- Исходный текст:
◆ ◆ ◆ ◆

Чем объясняли заключенные эти вопиющие извращения в следственном деле, эти бесчеловечные пытки и истязания? Большинство было убеждено в том, что их всерьез принимают за великих преступников. Рассказывали об одном несчастном, который при каждом избиении неистово кричал: «Да здравствует Сталин!» Два молодца лупили его резиновыми дубинками, завернутыми в газету, а он, корчась от боли, славословил Сталина, желая этим доказать свою правоверность. Тень догадки мелькала в головах наиболее здравомыслящих людей, а иные, очевидно, были недалеки от истинного понимания дела, но все они, затравленные и терроризированные, не имели смелости поделиться мыслями друг с другом, так как не без основания полагали, что в камере снуют соглядатаи и тайные осведомители, вольные и невольные. В моей голове созревала странная уверенность в том, что мы находимся в руках фашистов, которые под носом у нашей власти нашли способ уничтожать советских людей, действуя в самом центре советской карательной системы. Эту свою догадку я сообщил одному старому партийцу, сидевшему со мной, и с ужасом в глазах он сознался мне, что и сам думает то же, но не смеет никому заикнуться об этом. И действительно, чем иным могли мы объяснить все те ужасы, которые происходили с нами, — мы, советские люди, воспитанные в духе преданности делу социализма? Только теперь восемнадцать лет спустя, жизнь, наконец, показала мне, в чем мы были правы и в чем заблуждались…
После возвращения из больницы меня оставили в покое и долгое время к следователю не вызывали. Когда же допросы возобновились, — а их было еще несколько, — никто меня больше не бил, дело ограничивалось обычными угрозами и бранью. Я стоял на своем, следствие топталось на месте. Наконец, в августе месяце, я был вызван «с вещами» и переведен в Кресты.
Я помню этот жаркий день, когда одетый в драповое пальто, со свертком белья подмышкой, я был приведен в маленькую камеру Крестов, рассчитанную на двух заключенных. Десять голых человеческих фигур, истекающих потом и изнемогающих от жары, сидели, как индийские божки, на корточках вдоль стен по всему периметру камеры. Поздоровавшись, я разделся догола и сел между ними, одиннадцатый по счету. Вскоре подо мной на каменном полу образовалось большое влажное пятно. Так началась моя жизнь в Крестах.

◆ ◆ ◆ ◆

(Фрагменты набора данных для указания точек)

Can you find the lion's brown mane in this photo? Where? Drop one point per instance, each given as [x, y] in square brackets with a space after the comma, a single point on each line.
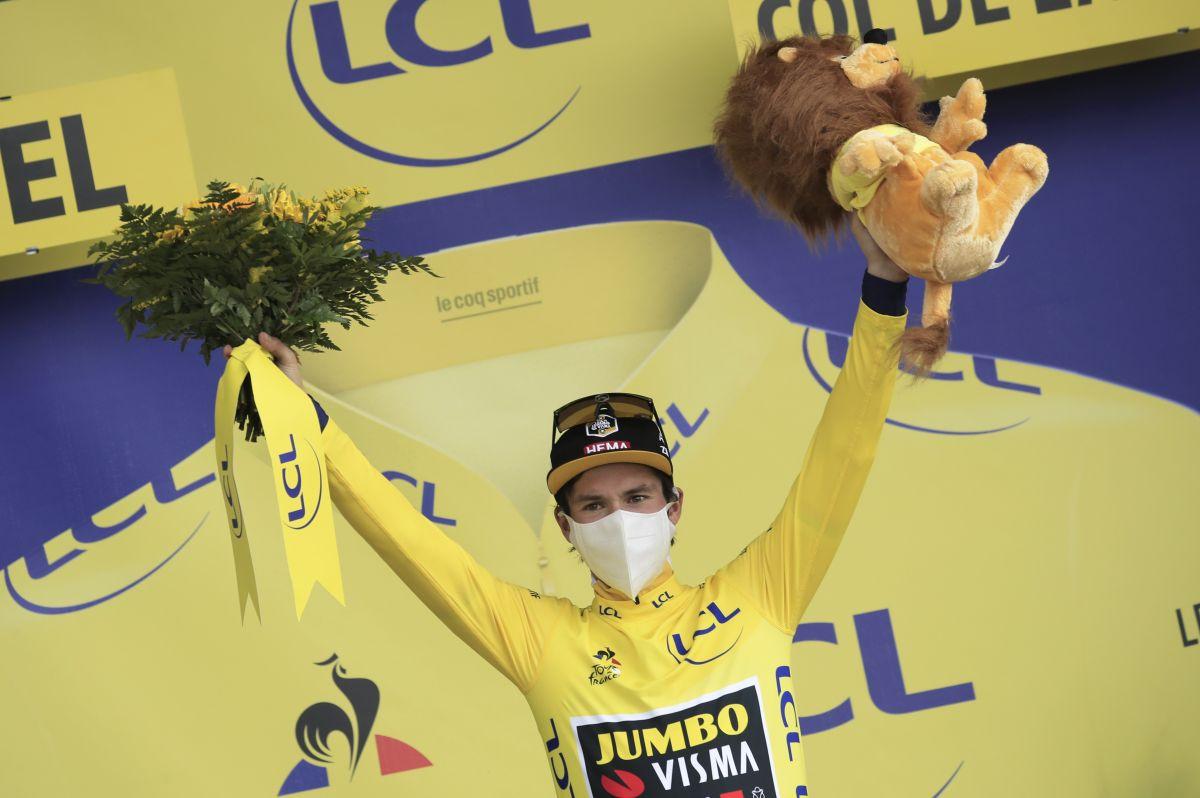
[783, 125]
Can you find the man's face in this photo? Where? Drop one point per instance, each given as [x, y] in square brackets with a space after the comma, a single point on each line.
[617, 486]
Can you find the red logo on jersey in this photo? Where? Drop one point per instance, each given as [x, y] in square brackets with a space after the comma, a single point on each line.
[629, 786]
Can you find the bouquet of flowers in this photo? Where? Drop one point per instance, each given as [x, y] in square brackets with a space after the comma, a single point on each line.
[245, 259]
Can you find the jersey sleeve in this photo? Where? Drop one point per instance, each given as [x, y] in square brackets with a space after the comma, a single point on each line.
[784, 565]
[507, 624]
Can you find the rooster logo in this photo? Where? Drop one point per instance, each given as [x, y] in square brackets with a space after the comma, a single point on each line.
[319, 721]
[318, 724]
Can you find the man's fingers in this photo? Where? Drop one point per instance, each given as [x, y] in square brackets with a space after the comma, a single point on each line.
[280, 351]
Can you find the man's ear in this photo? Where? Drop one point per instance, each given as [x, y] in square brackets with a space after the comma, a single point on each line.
[561, 517]
[677, 509]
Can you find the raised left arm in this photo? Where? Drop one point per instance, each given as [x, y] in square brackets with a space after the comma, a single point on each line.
[783, 567]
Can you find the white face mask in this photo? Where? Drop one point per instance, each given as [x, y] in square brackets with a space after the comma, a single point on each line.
[627, 550]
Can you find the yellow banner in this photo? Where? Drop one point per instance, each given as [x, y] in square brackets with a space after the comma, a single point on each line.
[71, 156]
[228, 389]
[298, 465]
[946, 37]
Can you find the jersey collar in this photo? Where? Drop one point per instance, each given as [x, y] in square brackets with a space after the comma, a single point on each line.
[616, 605]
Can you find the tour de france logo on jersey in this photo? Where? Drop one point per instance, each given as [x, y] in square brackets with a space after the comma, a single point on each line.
[303, 481]
[606, 670]
[713, 745]
[604, 426]
[323, 720]
[354, 65]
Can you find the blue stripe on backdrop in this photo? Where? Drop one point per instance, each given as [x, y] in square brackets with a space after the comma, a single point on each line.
[1102, 280]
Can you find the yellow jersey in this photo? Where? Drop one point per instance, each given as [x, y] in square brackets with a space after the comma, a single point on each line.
[685, 690]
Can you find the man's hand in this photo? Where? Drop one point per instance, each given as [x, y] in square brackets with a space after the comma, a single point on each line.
[877, 262]
[285, 358]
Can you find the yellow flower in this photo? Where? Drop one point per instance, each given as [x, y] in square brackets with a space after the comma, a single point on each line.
[285, 205]
[258, 273]
[171, 234]
[148, 303]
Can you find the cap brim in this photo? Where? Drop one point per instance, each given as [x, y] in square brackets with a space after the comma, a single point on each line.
[569, 471]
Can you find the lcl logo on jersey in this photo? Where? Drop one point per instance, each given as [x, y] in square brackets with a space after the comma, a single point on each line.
[373, 59]
[713, 637]
[304, 484]
[997, 402]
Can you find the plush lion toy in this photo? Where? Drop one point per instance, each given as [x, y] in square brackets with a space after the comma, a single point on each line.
[815, 127]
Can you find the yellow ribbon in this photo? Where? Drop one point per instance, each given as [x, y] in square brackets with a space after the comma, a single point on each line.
[301, 484]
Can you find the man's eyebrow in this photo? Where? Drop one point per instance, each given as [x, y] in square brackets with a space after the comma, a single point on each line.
[645, 487]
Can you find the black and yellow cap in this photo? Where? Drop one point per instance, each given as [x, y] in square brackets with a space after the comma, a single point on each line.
[605, 429]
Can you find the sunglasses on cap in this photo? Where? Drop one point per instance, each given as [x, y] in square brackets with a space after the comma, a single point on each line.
[589, 408]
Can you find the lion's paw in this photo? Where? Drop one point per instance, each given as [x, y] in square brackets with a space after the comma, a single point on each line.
[971, 100]
[1032, 160]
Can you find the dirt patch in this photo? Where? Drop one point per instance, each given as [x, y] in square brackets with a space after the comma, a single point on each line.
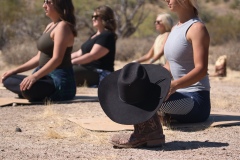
[43, 131]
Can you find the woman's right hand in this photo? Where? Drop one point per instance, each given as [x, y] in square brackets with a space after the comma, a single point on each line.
[7, 74]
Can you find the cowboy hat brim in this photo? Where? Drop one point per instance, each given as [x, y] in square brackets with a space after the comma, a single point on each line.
[124, 113]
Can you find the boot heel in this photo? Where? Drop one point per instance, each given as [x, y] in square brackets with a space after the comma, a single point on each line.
[156, 142]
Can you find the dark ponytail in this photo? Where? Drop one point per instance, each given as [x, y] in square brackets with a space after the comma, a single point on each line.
[66, 10]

◆ ◆ ◆ ◆

- Что нужно сделать:
1. Перечислите в тексте о тюремном заключении все действия, которые рассказчик, по его словам, совершил сразу после того, как его привели в камеру Крестов.
2. Соответствуют ли тексту о тюремном заключении следующие утверждения? (а) После возвращения из больницы рассказчика сразу снова вызвали к следователю. (б) На возобновившихся допросах рассказчика больше не били. (в) Камера в Крестах была рассчитана на четырех заключенных.
3. Переведите на английский язык предложение из текста о тюремном заключении: «Наконец, в августе месяце, я был вызван «с вещами» и переведен в Кресты».
Данные здесь никакой роли не играют.

- Результаты:
1. Поздоровался, разделся догола и сел между заключенными, одиннадцатым по счету.

2.
(а) Нет: «долгое время к следователю не вызывали».
(б) Да: «никто меня больше не бил».
(в) Нет: «рассчитанную на двух заключенных».

3. Finally, in the month of August, I was summoned "with my belongings" and transferred to Kresty.